■ 課題 1
本文のうち「母親は「いいじゃん、いいじゃ」から「ちり果たして、すごいですね。」までを、「小説家」を「画家」に置き換えて書き直しなさい。
■ 課題 2
本文によると、芸人になることを親に伝えたのはいつか。

――芸人を目指した時、ご両親に反対されませんでしたか。

 中学生の頃にタカアンドトシさんにハマって、高校入学後、よしもとに入りたいな、とこっそり調べ始めました。親に伝えたのは高校三年生の進路相談の日の朝。父親が出勤する直前、玄関の外に半分からだが出ているような状態で、「お父さん、今日の進路相談で『芸人になる』って言うから! じゃあ、いってらっしゃい」って伝えて、父に反対する隙を与えませんでした。

 母親は「いいじゃん、いいじゃん」とノリノリでしたが、父も意外に応援してくれました。実は父は教師になる前、小説家になりたいという夢があったので、娘にはやりたいことをやらせてやろうと思ったのかもしれません。結局、「三年間頑張って結果が出なかったら諦める」という約束で送り出してもらえました。

「こういう自分になりたい」に向かって努力するのが好き

――その後、単身上京してNSCに入り、卒業後わずか半年で「笑っていいとも」に出演。三年以内にレギュラー番組も始まりました。「三年」というご両親との約束もきっちり果たして、すごいですね。

■ 提供資料
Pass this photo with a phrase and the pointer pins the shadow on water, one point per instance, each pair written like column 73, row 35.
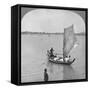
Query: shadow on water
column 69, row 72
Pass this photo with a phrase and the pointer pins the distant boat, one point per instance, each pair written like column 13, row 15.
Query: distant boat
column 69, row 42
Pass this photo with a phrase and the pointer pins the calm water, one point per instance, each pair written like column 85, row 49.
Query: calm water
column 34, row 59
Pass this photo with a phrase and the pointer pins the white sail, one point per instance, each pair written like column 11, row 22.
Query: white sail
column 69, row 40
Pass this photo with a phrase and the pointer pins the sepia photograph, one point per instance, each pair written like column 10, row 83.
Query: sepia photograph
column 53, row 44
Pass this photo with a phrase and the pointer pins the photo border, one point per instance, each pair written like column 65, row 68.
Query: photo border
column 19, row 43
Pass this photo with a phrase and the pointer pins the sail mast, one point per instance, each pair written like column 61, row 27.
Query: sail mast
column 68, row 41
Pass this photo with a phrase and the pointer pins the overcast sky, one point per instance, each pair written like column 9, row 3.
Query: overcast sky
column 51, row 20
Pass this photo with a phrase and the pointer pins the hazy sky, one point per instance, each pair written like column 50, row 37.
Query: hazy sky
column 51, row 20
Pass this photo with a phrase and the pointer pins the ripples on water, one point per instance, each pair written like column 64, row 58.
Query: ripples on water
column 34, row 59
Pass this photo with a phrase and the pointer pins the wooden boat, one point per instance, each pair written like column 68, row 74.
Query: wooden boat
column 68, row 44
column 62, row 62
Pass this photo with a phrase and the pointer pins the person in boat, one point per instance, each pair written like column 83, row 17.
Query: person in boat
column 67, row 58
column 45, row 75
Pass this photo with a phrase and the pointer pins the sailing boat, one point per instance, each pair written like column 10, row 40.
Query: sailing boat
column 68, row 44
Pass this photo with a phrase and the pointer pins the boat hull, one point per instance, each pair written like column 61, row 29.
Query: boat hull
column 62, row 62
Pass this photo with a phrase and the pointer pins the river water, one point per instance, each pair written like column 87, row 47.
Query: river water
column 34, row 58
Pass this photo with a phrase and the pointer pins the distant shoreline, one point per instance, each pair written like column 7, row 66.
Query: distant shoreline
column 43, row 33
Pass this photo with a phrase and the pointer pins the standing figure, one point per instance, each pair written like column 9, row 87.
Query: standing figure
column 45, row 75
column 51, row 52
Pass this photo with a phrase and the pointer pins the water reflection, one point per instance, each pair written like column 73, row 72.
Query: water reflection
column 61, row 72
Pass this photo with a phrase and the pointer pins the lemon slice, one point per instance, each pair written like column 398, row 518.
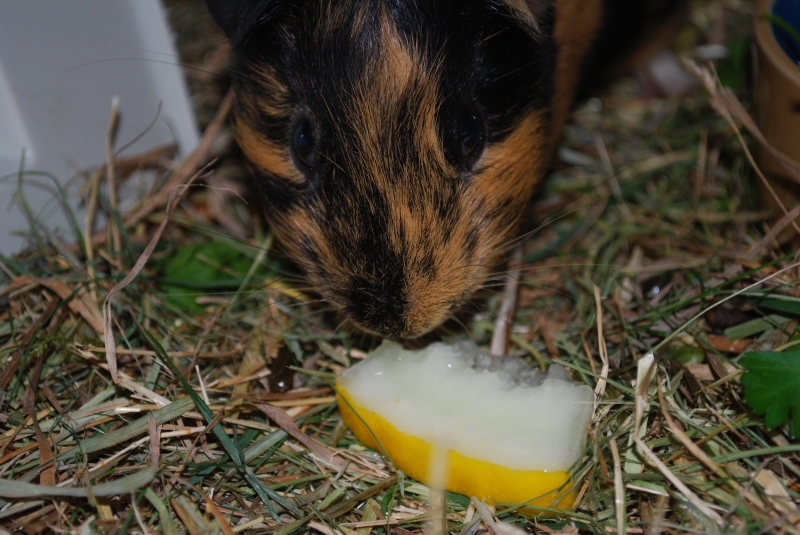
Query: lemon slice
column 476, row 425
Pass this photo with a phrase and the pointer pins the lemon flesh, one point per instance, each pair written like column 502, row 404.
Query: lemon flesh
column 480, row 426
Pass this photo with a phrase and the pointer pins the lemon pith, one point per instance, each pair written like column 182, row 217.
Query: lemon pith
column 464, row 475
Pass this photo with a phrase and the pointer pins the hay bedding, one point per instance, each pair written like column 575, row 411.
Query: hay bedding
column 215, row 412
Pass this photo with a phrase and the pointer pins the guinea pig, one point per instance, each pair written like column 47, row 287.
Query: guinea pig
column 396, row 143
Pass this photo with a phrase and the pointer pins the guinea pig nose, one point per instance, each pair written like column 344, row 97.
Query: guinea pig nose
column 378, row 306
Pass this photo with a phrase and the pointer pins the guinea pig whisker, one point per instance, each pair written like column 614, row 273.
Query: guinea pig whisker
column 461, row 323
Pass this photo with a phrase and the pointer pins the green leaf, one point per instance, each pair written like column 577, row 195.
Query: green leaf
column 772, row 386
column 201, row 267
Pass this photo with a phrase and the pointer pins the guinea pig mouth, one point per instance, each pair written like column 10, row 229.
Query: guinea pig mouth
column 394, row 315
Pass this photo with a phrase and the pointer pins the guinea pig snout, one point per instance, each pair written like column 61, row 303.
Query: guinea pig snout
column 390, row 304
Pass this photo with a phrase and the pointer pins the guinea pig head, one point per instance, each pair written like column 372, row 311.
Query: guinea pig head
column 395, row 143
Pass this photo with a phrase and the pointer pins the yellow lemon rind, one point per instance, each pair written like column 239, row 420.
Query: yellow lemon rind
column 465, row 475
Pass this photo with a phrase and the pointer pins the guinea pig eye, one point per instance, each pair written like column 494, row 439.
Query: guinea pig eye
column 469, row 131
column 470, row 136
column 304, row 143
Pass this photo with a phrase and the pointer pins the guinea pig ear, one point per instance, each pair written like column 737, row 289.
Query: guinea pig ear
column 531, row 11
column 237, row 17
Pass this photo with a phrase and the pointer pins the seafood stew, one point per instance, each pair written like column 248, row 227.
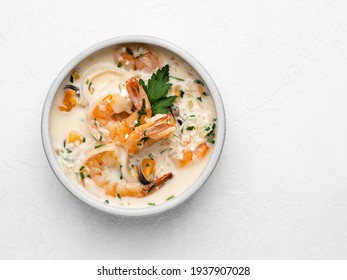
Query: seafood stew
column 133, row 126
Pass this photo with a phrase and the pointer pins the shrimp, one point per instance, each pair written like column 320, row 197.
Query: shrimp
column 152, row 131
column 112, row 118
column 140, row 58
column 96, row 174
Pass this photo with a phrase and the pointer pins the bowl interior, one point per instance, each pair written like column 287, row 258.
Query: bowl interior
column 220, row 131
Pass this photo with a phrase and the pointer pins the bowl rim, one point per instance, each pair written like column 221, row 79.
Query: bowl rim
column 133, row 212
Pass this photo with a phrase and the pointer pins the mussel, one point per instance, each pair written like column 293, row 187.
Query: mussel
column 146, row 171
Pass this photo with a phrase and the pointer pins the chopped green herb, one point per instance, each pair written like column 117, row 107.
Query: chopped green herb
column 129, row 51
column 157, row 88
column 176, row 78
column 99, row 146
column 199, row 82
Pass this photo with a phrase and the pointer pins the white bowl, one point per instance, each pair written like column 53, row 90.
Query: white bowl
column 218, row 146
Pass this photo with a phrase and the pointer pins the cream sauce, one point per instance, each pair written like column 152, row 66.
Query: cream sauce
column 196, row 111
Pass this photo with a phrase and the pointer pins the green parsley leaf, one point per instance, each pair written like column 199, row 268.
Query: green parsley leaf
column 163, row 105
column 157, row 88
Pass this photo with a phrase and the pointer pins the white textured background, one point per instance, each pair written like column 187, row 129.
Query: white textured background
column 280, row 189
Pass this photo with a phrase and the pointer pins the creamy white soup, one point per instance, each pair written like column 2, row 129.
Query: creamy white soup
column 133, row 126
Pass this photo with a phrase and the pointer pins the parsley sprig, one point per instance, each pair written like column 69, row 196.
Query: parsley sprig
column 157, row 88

■ 解答 1
母親は「いいじゃん、いいじゃん」とノリノリでしたが、父も意外に応援してくれました。実は父は教師になる前、画家になりたいという夢があったので、娘にはやりたいことをやらせてやろうと思ったのかもしれません。結局、「三年間頑張って結果が出なかったら諦める」という約束で送り出してもらえました。

「こういう自分になりたい」に向かって努力するのが好き

――その後、単身上京してNSCに入り、卒業後わずか半年で「笑っていいとも」に出演。三年以内にレギュラー番組も始まりました。「三年」というご両親との約束もきっちり果たして、すごいですね。

■ 解答 2
高校三年生の進路相談の日の朝。